• [Supplied material]:
++++++++++++++++++++

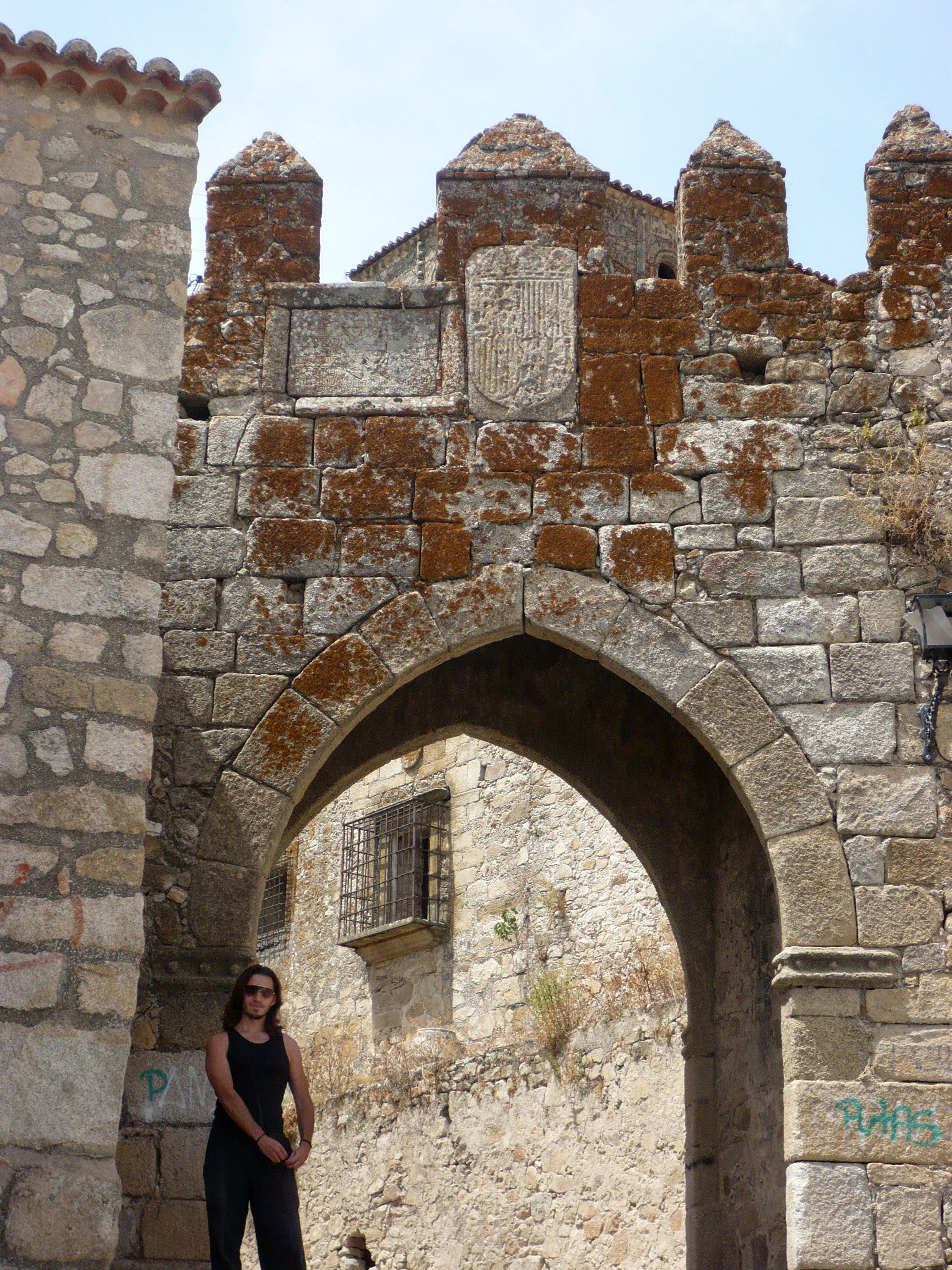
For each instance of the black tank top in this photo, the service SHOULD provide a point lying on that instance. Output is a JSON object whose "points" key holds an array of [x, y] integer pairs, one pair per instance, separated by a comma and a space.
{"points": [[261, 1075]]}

++++++++++++++++++++

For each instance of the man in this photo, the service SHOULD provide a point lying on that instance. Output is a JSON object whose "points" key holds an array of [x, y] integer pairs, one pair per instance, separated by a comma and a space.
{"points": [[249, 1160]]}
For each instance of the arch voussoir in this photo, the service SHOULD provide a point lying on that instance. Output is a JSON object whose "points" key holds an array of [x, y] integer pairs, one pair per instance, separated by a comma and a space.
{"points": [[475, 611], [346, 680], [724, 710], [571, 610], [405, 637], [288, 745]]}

++++++++++++++++++++

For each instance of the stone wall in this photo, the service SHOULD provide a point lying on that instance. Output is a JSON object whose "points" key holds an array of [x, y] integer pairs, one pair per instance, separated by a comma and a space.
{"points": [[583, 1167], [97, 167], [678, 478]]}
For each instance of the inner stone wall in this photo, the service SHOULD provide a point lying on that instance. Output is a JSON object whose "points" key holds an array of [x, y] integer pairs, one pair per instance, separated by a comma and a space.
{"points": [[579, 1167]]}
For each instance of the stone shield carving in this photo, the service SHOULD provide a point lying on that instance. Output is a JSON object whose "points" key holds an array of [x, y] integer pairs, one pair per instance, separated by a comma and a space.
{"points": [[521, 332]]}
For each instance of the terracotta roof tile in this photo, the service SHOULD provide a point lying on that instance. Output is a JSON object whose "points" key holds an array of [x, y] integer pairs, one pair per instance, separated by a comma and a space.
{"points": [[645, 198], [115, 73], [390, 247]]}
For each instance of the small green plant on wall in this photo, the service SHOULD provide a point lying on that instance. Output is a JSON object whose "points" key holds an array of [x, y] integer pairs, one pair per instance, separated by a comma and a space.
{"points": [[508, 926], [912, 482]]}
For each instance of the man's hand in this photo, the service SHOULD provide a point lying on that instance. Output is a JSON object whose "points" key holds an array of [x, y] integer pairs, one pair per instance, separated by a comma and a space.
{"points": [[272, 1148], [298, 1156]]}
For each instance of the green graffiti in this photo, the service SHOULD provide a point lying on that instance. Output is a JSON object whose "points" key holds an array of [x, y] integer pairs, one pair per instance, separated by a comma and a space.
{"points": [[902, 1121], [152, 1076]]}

++++++++++++++++++++

Identify each line of the data above that contains the word "tile" and copy every such line in full.

• [Output for this task]:
For each instance of the terracotta roof tile in this photo, the service SHOULD provide a point lying on that instance. Output is a JSON object whose "points" key holds an array of [x, y] integer pairs, one pair per instance, separated by a comma and a space.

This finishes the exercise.